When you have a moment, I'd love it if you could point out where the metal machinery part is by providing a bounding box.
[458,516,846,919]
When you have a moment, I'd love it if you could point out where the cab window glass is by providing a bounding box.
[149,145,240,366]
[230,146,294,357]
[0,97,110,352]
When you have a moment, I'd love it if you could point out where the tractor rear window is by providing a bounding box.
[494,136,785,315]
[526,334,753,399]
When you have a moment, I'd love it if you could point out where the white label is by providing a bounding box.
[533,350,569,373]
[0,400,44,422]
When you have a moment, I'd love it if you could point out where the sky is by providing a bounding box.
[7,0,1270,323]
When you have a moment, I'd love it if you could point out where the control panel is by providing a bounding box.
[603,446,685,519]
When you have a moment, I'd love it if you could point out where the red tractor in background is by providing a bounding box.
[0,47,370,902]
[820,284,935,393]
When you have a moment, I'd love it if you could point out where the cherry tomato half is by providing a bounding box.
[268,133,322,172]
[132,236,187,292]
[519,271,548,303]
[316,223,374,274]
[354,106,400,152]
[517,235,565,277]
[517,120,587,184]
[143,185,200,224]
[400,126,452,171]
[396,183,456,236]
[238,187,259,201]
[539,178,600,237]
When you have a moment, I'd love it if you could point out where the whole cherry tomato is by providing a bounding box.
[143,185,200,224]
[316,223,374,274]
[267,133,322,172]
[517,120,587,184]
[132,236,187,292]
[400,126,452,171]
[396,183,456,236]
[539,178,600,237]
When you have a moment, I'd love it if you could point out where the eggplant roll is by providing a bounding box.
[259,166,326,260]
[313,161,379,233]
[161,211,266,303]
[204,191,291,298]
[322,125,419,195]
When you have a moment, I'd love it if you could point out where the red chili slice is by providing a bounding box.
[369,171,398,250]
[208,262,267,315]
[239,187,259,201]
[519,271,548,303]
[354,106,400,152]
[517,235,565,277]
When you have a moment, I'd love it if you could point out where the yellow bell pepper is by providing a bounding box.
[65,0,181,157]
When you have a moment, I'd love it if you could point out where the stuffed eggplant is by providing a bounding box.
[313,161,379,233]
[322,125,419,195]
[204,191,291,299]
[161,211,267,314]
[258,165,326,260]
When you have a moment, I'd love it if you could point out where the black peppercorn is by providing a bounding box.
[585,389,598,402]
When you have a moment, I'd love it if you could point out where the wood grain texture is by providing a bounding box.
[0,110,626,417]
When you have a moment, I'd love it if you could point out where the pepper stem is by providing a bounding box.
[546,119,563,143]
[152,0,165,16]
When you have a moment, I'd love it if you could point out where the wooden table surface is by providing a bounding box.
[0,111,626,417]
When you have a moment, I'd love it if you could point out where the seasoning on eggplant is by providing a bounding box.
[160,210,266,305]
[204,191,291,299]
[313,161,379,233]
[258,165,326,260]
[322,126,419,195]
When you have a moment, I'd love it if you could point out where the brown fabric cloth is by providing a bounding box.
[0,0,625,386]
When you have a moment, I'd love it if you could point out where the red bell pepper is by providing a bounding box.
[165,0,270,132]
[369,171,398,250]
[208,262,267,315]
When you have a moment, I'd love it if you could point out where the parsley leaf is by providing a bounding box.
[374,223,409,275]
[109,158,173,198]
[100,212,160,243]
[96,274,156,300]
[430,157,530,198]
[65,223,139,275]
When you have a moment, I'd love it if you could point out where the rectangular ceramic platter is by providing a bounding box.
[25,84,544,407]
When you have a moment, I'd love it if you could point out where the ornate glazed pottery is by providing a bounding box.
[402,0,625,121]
┄┄┄┄┄┄
** WRITTEN TASK **
Reproduce the lines above verbatim, beginning with the first line and stopping after the line that contains "[603,446,685,519]". Include both of these end lines.

** THE COMPLETED TASK **
When you have a moment, I'd love it if you could point out where the metal machinery part is by providing a bounding box.
[458,516,846,919]
When you have a moment, I'd love it if you could point out where the cab window glass is by providing a bounding box.
[149,145,240,366]
[230,146,294,357]
[0,97,110,352]
When you have a moment, I'd love it if you could point out where the tractor rear window is by providing a bounding box.
[494,136,785,315]
[526,334,753,399]
When you have a moment, I'd love it if you could point out where the white label is by providing a bounding box.
[533,350,569,373]
[0,400,44,422]
When you have a moment, I'd love it if you could point out where the sky is by providing a bounding box.
[7,0,1270,323]
When you have a moment, I'd love it if you could point out where the control panel is by providing a bounding box.
[603,446,685,519]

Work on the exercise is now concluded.